• _THE TASK_:
Output each line of the items below as a Markdown table with two columns, Row and Line, and leave out any blank lines.

(Entries drawn from a collection)
-=-=-=-=-

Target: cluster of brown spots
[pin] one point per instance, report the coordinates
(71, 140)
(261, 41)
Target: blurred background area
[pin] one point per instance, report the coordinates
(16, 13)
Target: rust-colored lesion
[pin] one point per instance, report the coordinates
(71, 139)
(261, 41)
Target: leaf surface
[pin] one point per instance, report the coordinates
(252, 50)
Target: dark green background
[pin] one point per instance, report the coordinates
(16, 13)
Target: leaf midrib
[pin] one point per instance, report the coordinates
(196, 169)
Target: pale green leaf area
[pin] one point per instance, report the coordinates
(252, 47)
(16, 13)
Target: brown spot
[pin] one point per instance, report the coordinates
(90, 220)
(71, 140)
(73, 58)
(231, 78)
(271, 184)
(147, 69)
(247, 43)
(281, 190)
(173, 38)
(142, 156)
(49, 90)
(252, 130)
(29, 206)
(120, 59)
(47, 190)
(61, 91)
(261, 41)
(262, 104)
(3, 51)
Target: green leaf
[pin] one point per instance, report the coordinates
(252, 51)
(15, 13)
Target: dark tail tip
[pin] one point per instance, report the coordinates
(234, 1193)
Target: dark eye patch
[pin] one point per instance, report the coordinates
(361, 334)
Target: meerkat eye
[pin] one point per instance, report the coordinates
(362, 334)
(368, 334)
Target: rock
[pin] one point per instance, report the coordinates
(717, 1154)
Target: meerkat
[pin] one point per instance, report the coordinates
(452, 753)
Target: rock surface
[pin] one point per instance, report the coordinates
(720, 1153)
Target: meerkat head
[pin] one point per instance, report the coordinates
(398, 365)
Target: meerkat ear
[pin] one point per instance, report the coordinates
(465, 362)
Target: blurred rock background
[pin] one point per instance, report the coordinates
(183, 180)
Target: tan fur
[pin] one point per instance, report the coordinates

-=-=-=-=-

• _COMPLETE RESPONSE_:
| Row | Line |
|---|---|
| 1 | Target: cluster of brown spots |
| 2 | [pin] one point per instance, report the coordinates |
| 3 | (71, 140) |
| 4 | (261, 41) |
| 5 | Target: blurred background area |
| 6 | [pin] one point per instance, report the coordinates |
| 7 | (16, 13) |
| 8 | Target: rust-colored lesion |
| 9 | [pin] one point per instance, report the coordinates |
| 10 | (71, 139) |
| 11 | (261, 41) |
| 12 | Target: leaf surface |
| 13 | [pin] one point per instance, report the coordinates |
| 14 | (252, 50) |
| 15 | Target: dark green background |
| 16 | [pin] one point per instance, report the coordinates |
| 17 | (16, 13) |
| 18 | Target: leaf midrib |
| 19 | [pin] one point per instance, report the coordinates |
| 20 | (196, 169) |
| 21 | Target: pale green leaf area |
| 22 | [pin] one point per instance, report the coordinates |
| 23 | (252, 47) |
| 24 | (16, 13) |
| 25 | Target: brown spot |
| 26 | [pin] one point per instance, report the coordinates |
| 27 | (90, 220) |
| 28 | (71, 140) |
| 29 | (73, 58) |
| 30 | (231, 78) |
| 31 | (271, 184) |
| 32 | (147, 69) |
| 33 | (247, 43) |
| 34 | (281, 190) |
| 35 | (173, 38) |
| 36 | (142, 156) |
| 37 | (49, 90) |
| 38 | (252, 130) |
| 39 | (29, 206) |
| 40 | (120, 59) |
| 41 | (47, 190) |
| 42 | (61, 91) |
| 43 | (261, 41) |
| 44 | (262, 104) |
| 45 | (3, 51) |
| 46 | Target: green leaf |
| 47 | [pin] one point per instance, report the coordinates |
| 48 | (252, 51) |
| 49 | (15, 13) |
| 50 | Target: dark tail tip |
| 51 | [pin] one point per instance, report the coordinates |
| 52 | (234, 1193) |
| 53 | Target: dark eye patch |
| 54 | [pin] one point per instance, report the coordinates |
| 55 | (361, 334) |
| 56 | Target: meerkat eye |
| 57 | [pin] one point per instance, report the coordinates |
| 58 | (362, 334) |
| 59 | (368, 334) |
| 60 | Target: rock |
| 61 | [pin] one point per instance, report the coordinates |
| 62 | (717, 1154) |
| 63 | Target: meerkat |
| 64 | [pin] one point per instance, report the coordinates |
| 65 | (452, 753) |
| 66 | Target: rock surface |
| 67 | [pin] one point per instance, report the coordinates |
| 68 | (720, 1153) |
| 69 | Target: meerkat head |
| 70 | [pin] one point per instance, report the coordinates |
| 71 | (398, 365) |
| 72 | Target: meerkat ear |
| 73 | [pin] one point per instance, report the coordinates |
| 74 | (465, 362) |
| 75 | Target: blurred rock background |
| 76 | [pin] one point per instance, report the coordinates |
| 77 | (183, 180) |
| 78 | Target: tan fur |
| 79 | [pin] one point per instance, report the coordinates |